*STATED PROBLEM A:*
In the listing that follows, start at the line containing "DETECT sun glow" and stop after the line containing "[722,308,850,513]". Reproduce those lines verbatim, without the pictures.

*DOCUMENT TEXT:*
_____

Offer documents: product disclosure statements vs information memorandums
This article describes a range of issues and differences between product disclosure statements (PDSs) and information memorandums (IMs).
PDSs are used to promote a range of financial products, such as managed funds. A PDS is generally used to promote such offers to retail clients.
An IM can generally only be used to promote offers to wholesale clients, although “personal offers” to retail clients can also be promoted under an IM.
A “personal offer” has to satsify certain requirements under the Corporations Act. Under a “personal offer”, a maximum of $2 million can be raised from up to 20 retail clients in any 12 month period.
The following table sets out a range of generic issues and differences between PDSs and IMs. Despite these differences, IMs often contain a similar type and level of disclosure as PDSs to ensure investors are not misled or deceived; and to ensure recipients receive sufficient information to make an investment decision about the offer.
|General requirements||PDSs are highly regulated and must comply with specific requirements of the Corporations Act and ASIC policy.||IMs are not regulated and there are no specific requirements under the fundraising provisions of the Corporations Act. However, common law requirements still apply as well as those under the general provisions of the Corporations Act which relate to misleading and deceptive conduct.|
|Due diligence defense||Due diligence defence is available. Requires the issuer to undertake due diligence on the PDS and to verify every statement in the PDS.||No due diligence defence. However, it is advisable to undertake due diligence on the IM and to verify every statement in the IM.|
|Clients||Retail and wholesale clients.||Wholesale clients (and retail clients pursuant to a “personal offer”).|
|ASIC notification||ASIC notification required via a PDS in-use notice is required for unlisted funds.||No ASIC notification required.|
|Content requirement||There are specific content requirements for PDSs under the Corporations Act and ASIC policy, such as taxation, rights of investors, terms and conditions of interests in the fund, dispute resolution, borrowings and other significant characteristics.||No specific content requirements.|
|Details of the issuer||The PDS must include specific details of the risks of an investment in the fund, including specific risks associated with the assets to be acquired.||Whilst not required, it is advisable to include specific details of the risks of an investment in the fund, including specific risks associated with the assets to be acquired.|
|Fees and expenses||Prescribed fee tables must be adopted together with additional information such as the buy/sell spread, the impact of GST and the manner in which adviser fees will be paid.||Details of the fees and expenses need to be included. However, there is no requirement to include the prescribed fee tables and information.|
|Taxation||Information about the taxation implications of an investment in the fund and the taxation treatment of distributions must be included.||No requirement to include information about the taxation implications of an investment in the fund and the taxation treatment of distributions.|
|Minimum subscription obligations||If the PDS states a minimum amount to be raised, then interests in the fund cannot be issued until this amount has been raised.

_____

*GIVEN RECORDS:*
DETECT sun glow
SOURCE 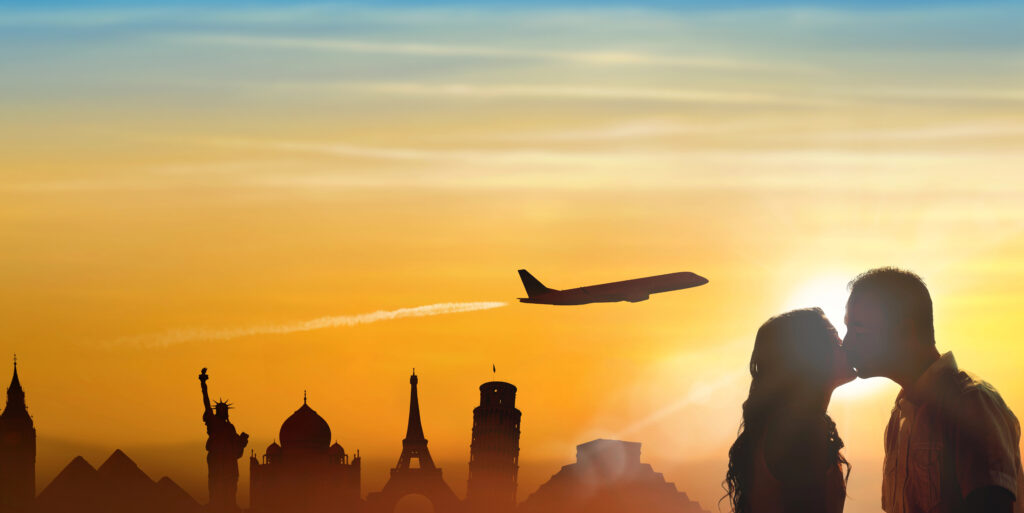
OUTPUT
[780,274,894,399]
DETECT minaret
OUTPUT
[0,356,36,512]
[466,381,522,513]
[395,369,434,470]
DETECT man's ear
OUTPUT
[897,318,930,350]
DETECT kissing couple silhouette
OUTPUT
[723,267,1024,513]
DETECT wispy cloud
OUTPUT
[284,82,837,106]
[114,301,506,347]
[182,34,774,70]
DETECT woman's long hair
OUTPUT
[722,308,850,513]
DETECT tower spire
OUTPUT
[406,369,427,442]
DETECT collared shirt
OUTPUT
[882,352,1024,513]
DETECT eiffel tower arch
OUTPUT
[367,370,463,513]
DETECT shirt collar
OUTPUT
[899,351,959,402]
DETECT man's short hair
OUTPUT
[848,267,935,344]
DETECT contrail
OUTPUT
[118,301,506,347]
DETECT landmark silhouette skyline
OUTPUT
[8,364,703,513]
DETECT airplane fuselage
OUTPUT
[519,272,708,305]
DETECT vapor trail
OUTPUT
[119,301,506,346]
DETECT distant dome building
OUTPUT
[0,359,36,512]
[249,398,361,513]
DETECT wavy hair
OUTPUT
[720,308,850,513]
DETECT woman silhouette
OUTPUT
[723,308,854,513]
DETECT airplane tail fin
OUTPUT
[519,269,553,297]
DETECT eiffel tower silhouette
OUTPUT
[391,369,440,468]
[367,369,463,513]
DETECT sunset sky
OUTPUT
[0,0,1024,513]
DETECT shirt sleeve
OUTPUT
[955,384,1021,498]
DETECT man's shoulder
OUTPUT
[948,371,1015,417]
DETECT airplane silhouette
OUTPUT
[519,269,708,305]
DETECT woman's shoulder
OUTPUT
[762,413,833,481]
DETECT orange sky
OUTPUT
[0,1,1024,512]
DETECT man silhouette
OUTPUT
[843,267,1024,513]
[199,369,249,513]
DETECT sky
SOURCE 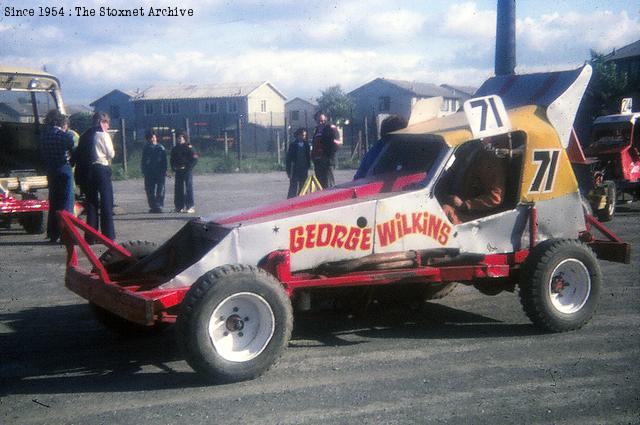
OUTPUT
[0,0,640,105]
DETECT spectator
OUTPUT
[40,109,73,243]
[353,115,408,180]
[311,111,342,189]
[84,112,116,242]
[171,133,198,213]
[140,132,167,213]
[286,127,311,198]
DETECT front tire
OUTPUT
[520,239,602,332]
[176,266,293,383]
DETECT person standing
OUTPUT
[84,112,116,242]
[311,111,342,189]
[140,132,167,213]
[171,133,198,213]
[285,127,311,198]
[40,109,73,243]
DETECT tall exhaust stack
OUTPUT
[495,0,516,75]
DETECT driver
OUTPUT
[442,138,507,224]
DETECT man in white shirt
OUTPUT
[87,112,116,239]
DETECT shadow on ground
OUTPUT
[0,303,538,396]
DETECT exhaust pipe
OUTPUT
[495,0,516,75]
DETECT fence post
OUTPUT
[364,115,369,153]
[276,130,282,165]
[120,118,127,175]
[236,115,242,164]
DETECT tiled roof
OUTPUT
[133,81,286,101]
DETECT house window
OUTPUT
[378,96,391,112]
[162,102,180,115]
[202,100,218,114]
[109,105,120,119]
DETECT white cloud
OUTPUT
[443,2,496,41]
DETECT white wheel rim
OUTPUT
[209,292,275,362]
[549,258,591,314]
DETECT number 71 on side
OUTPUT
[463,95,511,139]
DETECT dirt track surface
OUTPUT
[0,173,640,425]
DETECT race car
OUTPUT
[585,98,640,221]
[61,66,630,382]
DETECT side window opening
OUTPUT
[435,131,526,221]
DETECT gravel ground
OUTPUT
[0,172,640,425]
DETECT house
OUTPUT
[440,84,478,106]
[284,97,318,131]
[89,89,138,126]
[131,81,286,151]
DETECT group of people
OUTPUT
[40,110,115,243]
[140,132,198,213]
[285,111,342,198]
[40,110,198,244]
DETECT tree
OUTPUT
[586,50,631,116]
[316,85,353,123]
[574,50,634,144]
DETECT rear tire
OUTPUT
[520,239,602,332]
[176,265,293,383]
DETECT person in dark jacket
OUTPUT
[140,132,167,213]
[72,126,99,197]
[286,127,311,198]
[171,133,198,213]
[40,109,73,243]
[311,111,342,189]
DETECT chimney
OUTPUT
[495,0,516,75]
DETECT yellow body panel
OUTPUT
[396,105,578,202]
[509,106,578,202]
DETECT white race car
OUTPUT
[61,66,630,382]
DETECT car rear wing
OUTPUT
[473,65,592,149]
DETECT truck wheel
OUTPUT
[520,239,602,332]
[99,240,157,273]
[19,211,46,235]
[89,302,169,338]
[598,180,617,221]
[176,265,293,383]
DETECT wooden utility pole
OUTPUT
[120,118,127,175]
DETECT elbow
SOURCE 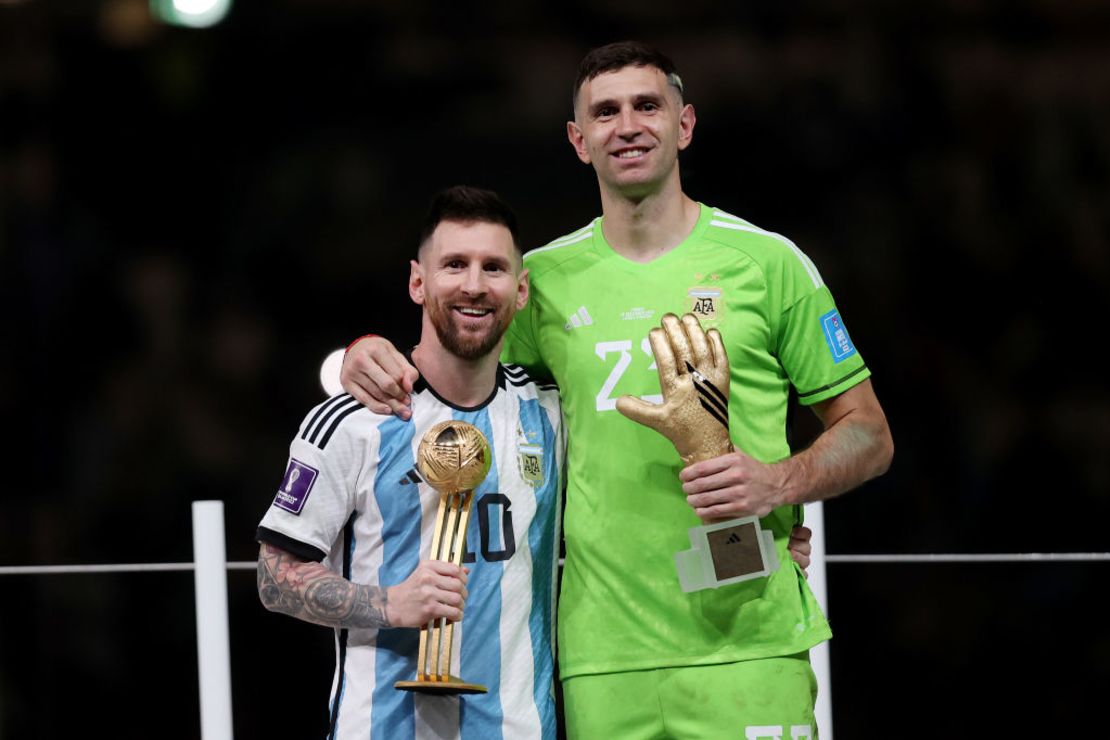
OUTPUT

_____

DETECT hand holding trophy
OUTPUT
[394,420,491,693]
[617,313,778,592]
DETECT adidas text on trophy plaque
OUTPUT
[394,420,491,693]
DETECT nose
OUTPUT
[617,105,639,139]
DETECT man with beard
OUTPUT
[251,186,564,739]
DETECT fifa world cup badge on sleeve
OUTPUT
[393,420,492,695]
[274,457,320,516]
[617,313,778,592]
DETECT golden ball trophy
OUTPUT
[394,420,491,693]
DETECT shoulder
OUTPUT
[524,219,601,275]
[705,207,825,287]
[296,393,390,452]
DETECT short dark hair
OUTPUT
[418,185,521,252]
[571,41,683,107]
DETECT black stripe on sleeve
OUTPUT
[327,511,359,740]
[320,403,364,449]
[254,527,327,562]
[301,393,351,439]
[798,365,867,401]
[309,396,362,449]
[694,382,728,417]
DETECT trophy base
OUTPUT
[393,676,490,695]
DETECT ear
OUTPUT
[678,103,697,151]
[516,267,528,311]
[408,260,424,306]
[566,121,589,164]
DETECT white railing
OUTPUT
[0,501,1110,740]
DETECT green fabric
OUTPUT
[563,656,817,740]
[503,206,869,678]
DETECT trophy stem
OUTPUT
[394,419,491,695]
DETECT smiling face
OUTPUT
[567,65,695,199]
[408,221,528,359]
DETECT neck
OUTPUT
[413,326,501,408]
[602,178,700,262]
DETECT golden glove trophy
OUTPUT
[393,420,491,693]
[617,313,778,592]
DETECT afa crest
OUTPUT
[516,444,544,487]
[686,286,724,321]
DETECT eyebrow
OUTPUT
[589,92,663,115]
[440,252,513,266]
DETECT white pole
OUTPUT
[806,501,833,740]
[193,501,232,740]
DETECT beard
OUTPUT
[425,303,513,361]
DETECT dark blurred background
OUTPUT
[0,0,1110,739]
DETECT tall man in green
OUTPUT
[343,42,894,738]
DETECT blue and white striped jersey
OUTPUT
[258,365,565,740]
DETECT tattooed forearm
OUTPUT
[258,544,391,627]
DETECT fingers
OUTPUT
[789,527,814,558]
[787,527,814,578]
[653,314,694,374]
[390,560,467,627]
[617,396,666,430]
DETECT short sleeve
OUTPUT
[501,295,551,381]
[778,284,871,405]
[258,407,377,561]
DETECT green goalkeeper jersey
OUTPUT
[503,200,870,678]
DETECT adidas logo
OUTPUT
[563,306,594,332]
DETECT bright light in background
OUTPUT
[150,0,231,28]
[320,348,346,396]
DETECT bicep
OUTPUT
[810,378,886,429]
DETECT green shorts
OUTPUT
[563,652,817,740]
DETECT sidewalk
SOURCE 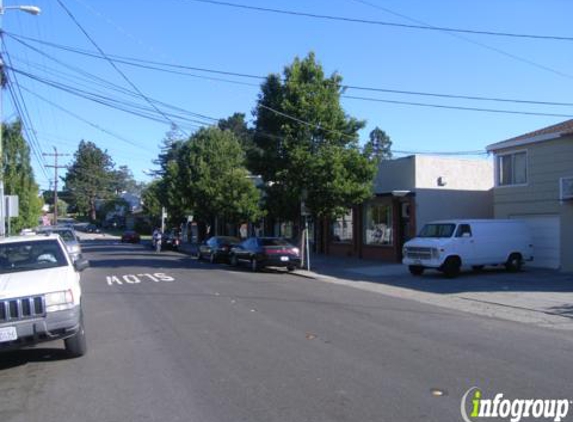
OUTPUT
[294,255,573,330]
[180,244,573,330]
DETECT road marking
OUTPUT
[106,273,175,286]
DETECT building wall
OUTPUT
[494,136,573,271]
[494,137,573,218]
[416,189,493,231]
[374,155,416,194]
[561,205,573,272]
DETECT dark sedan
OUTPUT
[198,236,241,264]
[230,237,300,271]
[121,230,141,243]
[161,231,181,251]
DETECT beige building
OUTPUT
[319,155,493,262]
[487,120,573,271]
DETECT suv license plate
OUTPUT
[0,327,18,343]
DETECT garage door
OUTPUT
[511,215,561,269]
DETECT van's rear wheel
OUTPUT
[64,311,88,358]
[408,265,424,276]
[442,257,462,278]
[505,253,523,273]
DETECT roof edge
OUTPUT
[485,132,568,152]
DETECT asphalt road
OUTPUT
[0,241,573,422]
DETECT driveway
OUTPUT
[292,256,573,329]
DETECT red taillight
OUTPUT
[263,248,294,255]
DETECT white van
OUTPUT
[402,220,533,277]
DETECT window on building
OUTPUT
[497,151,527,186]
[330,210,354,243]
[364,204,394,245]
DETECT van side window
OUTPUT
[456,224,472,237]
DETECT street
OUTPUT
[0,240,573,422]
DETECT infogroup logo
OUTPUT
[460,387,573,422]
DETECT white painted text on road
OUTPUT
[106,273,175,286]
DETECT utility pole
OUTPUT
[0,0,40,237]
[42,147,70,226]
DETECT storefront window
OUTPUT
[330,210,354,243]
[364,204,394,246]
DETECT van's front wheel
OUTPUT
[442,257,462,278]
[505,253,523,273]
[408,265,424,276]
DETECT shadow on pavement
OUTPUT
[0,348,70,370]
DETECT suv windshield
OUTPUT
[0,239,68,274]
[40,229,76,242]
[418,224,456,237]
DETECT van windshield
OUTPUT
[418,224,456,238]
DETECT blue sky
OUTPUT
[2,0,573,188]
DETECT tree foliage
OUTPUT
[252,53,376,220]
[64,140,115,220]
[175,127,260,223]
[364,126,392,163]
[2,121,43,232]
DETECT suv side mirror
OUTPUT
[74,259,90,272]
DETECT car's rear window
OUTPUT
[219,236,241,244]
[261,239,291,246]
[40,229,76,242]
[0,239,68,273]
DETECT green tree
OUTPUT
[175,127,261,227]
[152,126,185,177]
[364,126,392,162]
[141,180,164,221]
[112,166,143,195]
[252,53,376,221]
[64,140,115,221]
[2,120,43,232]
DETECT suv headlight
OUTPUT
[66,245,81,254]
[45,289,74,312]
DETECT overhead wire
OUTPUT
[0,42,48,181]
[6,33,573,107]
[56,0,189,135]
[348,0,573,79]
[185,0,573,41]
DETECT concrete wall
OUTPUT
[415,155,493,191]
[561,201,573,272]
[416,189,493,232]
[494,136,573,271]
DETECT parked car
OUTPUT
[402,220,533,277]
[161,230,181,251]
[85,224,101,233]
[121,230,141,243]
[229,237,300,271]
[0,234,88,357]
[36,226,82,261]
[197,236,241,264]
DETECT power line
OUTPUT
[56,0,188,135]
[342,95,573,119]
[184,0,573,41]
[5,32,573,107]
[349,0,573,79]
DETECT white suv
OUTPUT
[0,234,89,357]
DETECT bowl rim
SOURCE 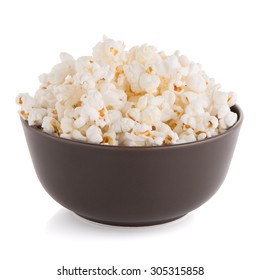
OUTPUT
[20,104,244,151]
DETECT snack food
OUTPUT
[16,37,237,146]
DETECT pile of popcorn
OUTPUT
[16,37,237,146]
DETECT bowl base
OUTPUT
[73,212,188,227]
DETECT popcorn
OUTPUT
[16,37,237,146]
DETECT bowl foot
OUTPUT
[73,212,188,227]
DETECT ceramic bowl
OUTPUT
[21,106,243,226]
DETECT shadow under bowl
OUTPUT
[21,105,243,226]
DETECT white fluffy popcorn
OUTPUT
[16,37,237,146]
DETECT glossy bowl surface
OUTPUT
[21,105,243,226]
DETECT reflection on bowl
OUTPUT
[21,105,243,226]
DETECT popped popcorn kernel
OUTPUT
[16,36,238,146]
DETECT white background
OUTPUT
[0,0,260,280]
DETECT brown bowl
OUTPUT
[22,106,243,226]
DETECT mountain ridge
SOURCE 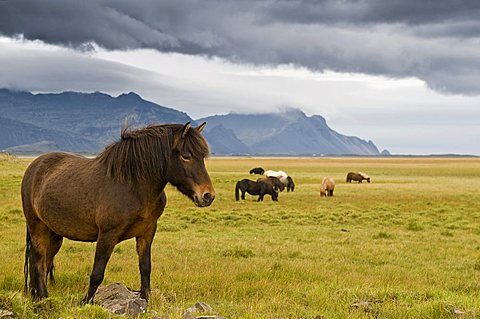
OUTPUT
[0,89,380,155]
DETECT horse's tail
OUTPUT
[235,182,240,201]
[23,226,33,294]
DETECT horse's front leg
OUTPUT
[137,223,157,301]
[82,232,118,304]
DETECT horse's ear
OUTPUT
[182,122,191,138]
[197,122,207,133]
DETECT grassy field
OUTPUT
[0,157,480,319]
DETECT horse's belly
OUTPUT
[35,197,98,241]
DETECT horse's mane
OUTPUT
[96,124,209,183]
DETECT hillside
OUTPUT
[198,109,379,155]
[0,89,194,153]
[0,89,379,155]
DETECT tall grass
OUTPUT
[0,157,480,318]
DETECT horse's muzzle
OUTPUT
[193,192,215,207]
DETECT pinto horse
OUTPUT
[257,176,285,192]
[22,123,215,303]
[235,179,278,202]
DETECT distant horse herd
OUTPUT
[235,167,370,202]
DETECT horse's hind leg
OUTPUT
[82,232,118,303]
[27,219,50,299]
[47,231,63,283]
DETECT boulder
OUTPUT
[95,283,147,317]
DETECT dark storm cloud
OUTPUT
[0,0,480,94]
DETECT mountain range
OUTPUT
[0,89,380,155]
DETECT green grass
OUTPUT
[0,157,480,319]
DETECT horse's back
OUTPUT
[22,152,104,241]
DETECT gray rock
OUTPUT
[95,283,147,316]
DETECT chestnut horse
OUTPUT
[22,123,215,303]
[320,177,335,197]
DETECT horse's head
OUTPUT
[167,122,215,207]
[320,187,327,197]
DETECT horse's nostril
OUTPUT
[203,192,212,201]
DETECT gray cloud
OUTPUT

_____

*STATED PROBLEM B:*
According to the article on PDSs and IMs, what additional information must accompany the prescribed fee tables in a PDS? List each item.

*COMPLETE OUTPUT A:*
DETECT sun glow
SOURCE 
OUTPUT
[780,274,894,399]
DETECT minaret
OUTPUT
[0,356,36,512]
[466,381,522,513]
[395,369,434,470]
DETECT man's ear
OUTPUT
[897,318,930,350]
DETECT kissing couple silhouette
OUTPUT
[723,267,1024,513]
DETECT wispy cloud
OUTPUT
[284,82,837,106]
[114,301,506,347]
[182,34,774,70]
DETECT woman's long hair
OUTPUT
[722,308,850,513]

*COMPLETE OUTPUT B:*
- The buy/sell spread
- The impact of GST
- The manner in which adviser fees will be paid